(Stored data entries)
────

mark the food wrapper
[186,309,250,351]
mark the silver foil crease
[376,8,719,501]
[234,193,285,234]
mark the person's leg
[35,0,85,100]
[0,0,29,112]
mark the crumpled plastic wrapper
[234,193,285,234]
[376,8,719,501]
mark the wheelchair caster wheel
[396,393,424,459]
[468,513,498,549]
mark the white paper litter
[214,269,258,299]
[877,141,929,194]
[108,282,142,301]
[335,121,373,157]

────

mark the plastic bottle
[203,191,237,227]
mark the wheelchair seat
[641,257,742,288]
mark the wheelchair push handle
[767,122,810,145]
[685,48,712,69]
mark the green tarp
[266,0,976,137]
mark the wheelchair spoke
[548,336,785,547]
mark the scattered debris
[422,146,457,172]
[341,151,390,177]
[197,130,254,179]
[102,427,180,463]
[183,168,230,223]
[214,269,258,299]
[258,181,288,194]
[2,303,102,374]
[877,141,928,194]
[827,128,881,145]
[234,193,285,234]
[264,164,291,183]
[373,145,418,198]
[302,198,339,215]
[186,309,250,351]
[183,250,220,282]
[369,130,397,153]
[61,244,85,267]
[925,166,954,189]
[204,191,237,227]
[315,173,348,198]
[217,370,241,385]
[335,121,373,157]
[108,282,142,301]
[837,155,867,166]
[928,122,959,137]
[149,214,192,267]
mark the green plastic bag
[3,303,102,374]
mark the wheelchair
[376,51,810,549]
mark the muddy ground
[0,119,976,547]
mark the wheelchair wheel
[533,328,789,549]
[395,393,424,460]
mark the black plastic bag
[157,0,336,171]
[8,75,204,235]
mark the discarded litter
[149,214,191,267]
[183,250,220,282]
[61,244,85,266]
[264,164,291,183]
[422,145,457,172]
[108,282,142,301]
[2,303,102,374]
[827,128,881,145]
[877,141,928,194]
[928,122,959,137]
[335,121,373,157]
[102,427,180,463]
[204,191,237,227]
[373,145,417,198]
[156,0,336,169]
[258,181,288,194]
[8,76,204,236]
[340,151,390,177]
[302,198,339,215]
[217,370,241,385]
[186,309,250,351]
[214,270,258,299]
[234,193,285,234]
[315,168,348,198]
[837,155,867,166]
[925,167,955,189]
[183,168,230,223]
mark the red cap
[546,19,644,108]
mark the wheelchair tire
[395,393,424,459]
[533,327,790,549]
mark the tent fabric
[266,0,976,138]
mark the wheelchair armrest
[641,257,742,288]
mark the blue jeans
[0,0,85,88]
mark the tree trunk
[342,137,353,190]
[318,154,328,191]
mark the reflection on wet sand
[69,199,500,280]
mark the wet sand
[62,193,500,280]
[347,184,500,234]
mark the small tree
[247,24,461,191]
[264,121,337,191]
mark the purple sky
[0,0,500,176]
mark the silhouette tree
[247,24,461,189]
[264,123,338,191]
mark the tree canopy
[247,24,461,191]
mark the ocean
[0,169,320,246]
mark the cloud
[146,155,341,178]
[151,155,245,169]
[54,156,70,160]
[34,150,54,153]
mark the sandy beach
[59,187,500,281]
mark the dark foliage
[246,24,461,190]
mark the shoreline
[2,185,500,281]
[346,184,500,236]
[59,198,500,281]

────

● **INSTRUCTIONS FOR THE TASK**
Recast the rows from the line containing "mark the sandy beach" through the line containing "[59,198,500,281]", both included, as a JSON list of strings, one string per line and no blank lines.

● **EXERCISE RESULT**
[
  "mark the sandy beach",
  "[59,187,500,281]",
  "mark the dark foliage",
  "[246,24,461,190]",
  "mark the shoreline",
  "[2,185,500,281]",
  "[346,184,500,236]",
  "[59,198,500,281]"
]